- _Data for the task_:

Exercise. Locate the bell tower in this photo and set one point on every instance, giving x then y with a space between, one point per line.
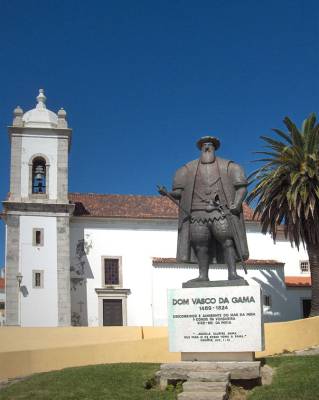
37 214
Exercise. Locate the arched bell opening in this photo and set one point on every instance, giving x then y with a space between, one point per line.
39 176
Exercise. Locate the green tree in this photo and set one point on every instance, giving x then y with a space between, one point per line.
287 191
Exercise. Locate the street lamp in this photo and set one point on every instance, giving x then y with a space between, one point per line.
19 280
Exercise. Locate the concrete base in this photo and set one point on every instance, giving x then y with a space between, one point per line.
184 370
240 356
199 283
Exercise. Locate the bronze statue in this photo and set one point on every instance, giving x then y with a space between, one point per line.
210 192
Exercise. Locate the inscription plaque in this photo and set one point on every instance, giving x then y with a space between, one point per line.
217 319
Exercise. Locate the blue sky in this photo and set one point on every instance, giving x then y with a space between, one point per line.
141 81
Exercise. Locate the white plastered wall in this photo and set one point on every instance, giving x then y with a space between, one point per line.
39 306
39 144
137 242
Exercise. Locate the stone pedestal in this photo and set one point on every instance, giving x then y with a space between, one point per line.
216 323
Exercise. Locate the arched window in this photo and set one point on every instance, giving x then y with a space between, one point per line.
38 175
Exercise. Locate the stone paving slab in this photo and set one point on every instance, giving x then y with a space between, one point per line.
191 386
208 376
237 369
202 396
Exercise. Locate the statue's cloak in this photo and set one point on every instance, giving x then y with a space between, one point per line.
231 177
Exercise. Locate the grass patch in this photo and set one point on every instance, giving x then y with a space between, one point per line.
296 378
108 381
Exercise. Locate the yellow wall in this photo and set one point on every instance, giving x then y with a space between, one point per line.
24 351
291 335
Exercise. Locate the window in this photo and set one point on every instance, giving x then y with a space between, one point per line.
38 176
304 266
37 279
111 271
267 300
37 239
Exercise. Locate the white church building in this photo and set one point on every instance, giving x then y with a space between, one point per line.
100 259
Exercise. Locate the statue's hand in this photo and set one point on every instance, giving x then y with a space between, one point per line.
162 190
235 208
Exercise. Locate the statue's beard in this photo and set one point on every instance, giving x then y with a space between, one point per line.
207 157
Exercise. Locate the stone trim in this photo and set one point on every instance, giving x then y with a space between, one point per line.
47 177
34 233
120 285
41 272
12 269
26 131
118 294
63 271
15 168
62 170
38 207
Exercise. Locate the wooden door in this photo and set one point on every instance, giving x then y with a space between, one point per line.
306 306
112 312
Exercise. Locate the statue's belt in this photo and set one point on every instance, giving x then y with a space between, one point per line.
205 207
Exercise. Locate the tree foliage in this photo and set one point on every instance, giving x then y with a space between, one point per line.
287 183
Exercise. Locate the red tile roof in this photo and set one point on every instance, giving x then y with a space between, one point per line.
129 206
298 281
249 263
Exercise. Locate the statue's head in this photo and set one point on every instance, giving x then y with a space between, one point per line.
207 145
208 140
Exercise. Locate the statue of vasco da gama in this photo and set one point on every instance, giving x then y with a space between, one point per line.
210 192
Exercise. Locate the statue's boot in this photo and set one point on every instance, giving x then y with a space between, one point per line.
203 264
230 257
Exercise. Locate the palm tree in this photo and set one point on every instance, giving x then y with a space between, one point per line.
287 191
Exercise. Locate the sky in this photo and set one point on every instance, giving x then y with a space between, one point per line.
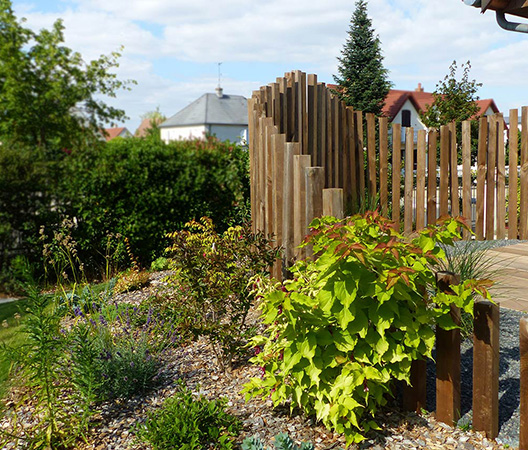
172 48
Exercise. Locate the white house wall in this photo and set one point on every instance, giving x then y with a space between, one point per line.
182 133
415 118
234 133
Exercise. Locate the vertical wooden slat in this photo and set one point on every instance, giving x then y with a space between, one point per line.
481 177
315 181
490 179
278 143
523 218
321 125
371 159
337 143
252 151
444 170
312 117
360 145
330 118
486 368
523 350
513 142
352 153
396 174
409 181
448 361
300 163
453 163
291 150
333 202
466 174
420 181
431 177
415 396
501 179
384 165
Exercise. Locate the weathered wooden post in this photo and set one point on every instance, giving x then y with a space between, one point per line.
486 369
448 360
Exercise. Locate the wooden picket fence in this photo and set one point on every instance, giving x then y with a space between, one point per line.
309 156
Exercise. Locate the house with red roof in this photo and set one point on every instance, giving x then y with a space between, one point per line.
404 107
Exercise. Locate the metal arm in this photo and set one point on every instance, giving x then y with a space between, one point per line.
510 26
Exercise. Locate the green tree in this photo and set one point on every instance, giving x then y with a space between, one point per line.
363 81
49 96
453 100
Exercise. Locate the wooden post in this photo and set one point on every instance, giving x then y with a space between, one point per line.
501 178
448 360
491 178
371 159
481 177
409 181
431 178
384 165
486 369
453 163
360 145
415 396
444 170
315 182
523 218
523 349
300 163
513 141
420 181
466 174
312 117
333 202
396 174
287 205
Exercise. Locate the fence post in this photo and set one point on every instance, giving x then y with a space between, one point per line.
333 202
486 369
523 348
448 360
315 181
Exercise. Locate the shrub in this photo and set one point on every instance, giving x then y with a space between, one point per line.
186 422
282 442
212 275
354 319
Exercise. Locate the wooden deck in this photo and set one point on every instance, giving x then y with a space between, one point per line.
511 288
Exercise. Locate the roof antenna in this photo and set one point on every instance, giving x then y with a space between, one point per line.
219 90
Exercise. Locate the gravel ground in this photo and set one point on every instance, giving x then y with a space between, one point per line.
509 368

- _Exercise goal_: Hand back every line of the material, exactly, without the pictures.

- _Response box_:
Exercise. Locate the bell tower in this photo and set one point on every instance, giving x then y with a space between, one point per line.
37 214
Exercise. Locate the arched bell opening in this photo and set one point on every instance, giving x then y with a space between, one point per line.
39 176
Exercise. Locate the green tree in this photo and set one point on every instance, giving x then y with a space between, one point per line.
287 191
Exercise. Locate the street lamp in this photo and set one point on every instance, giving x then y with a space between, one point per line.
19 280
Exercise. Locate the concrete base in this photo and set one point on every instance, giving x then y with a space between, one point per line.
184 370
240 356
199 283
Exercise. Locate the bronze statue in this photo and set one point on every instance, giving x then y with a space between, one point per line.
210 192
Exercise. Locate the inscription plaque in this photo and set one point on every instance, giving x then y with a space between, one point per line.
217 319
Exercise. Locate the blue sky in this photo and set one point on every instance, giving x then y with a space between, one point per line.
141 81
Exercise. Locate the white plastered wall in this photo and set one point on every instance, giving x then y with a space between, one point per line.
39 306
39 144
137 242
Exercise. Locate the stone pedestal in this photo and set one point on every instance, giving x then y with a space between, one point per line.
216 323
Exercise. Locate the arched window in this photo and set one point on every instance, giving x then y with a space between, one point per line.
38 175
Exercise. Locate the stone paving slab in this photo and set one point on every instance, giving x then y with a space between, one point per line.
191 386
208 376
237 369
202 396
Exercise. Locate the statue's cloak in this photo and set one point on every instance, giving x then y with a space between, one point per line.
231 177
Exercise. Locate the grass patch in this photo and set one point on every instance, giving x then y with a space between, one point per line.
296 378
108 381
Exercise. Locate the yellow wall in this photo and set one point on every instance, giving x then y with a space between, one point per line.
24 351
291 335
Exercise. Locate the window in this photo and set one point on every instance, giving x then y with a space between, one point per line.
38 176
304 266
37 279
111 271
267 300
37 239
Exercise. Locate the white church building in this photo and set one point on every instance, giving x then y with a space between, one point per line.
100 259
Exercise. Locate the statue's hand in this photo and set one point on every instance, giving x then y with a space between, one point per line.
162 190
235 208
Exercise. Locate the statue's beard in this photo and set one point on every instance, giving x then y with a space between, one point per line.
207 157
Exercise. Locate the stone trim in this photo and set one point on every instance, giving x then y with a space between, one point per line.
47 177
34 233
120 285
41 272
12 269
26 131
118 294
63 271
15 168
62 170
38 207
Exercise. Locate the wooden door in this photo and set one point on every instance, giving x then y with a space between, one point per line.
306 306
112 312
Exercise. Locate the statue's belt in this photo and set one point on every instance, giving x then y with a space between, one point per line.
205 207
Exercise. Locate the tree foliage in this photo and set one point on every instance, giving x then y with a space between, one point per line.
287 183
Exercise. Locate the red tile roof in this photo and set one point on every instance, giving x then y with a space between, one point per line.
129 206
298 281
249 263
Exercise. Locate the statue's head in this photo and set one point on every instance, giving x then y with a space between, one point per line.
207 145
208 140
Exercise. Locate the statue of vasco da gama in this photo and set one point on every instance, giving x then y with a space between, one point per line.
210 192
Exercise. Locate the statue's boot in this photo and set one point on every instance, giving x then y with a space between, one point per line.
203 264
230 257
Exercise. Locate the palm tree in this photo and set one point on every instance, giving x then y with a space between, one point per line.
287 191
Exercise. Locate the sky in this photo and set one point on every instance, giving x then y with a space between, one point per line.
172 48
Exercise. Locate the white house wall in this photo and set one point on every instance, giving x then y with a space between, one point per line.
182 133
415 118
234 133
Exercise. Locate the vertical wooden slat in this photo and set one point on every instance, giving x then y with a space between, one point per line.
481 177
315 181
490 179
278 143
523 218
321 125
371 159
337 143
252 151
444 170
312 117
360 145
330 118
486 368
523 350
513 142
352 153
396 174
409 181
448 361
300 163
453 163
291 150
333 202
466 174
420 181
431 177
415 396
501 179
384 165
Exercise. Locate the weathered wooden post in this photo and set one point on every instance, giving x then y with a space between, one point per line.
486 369
448 360
Exercise. Locate the wooden picket fence in this photo and set one point on every instance, giving x then y with a space between, one point per line.
309 156
Exercise. Locate the house with red roof in this photo and set one point on every instance, giving x then y with a space between, one point per line.
404 107
Exercise. Locate the metal arm in this photo and set one point on every instance, giving x then y with a space between, one point per line.
510 26
Exercise. Locate the green tree in this photo and set one point on every instance, giving x then y with a space between, one point per line.
363 81
49 96
453 100
Exercise. Locate the wooden post in this photo and set one point on every instance, giving x then y with a space between, one point per line.
501 178
448 360
491 178
371 159
481 177
409 181
431 178
384 165
486 369
453 163
360 145
415 396
444 170
315 182
523 218
523 349
300 163
513 141
420 181
466 174
312 117
333 202
396 174
287 205
Exercise. Locate the fence post in this photo and set one point on every instance, giving x then y with a space between, one point per line.
333 202
486 369
523 348
448 360
315 181
Exercise. Locate the shrub in this photo and set one point on every instance, giving x then y with a space between, one point per line.
186 422
282 442
212 275
354 319
Exercise. Locate the wooden deck in this photo and set one point on every instance, giving x then y with a space between, one point per line.
511 288
Exercise. Locate the roof antenna in this photo and set one point on every instance, giving x then y with a space between, one point per line.
219 90
Exercise. Locate the gravel ground in this photo and set one point on every instance, giving x then y with a space between, one point per line.
509 368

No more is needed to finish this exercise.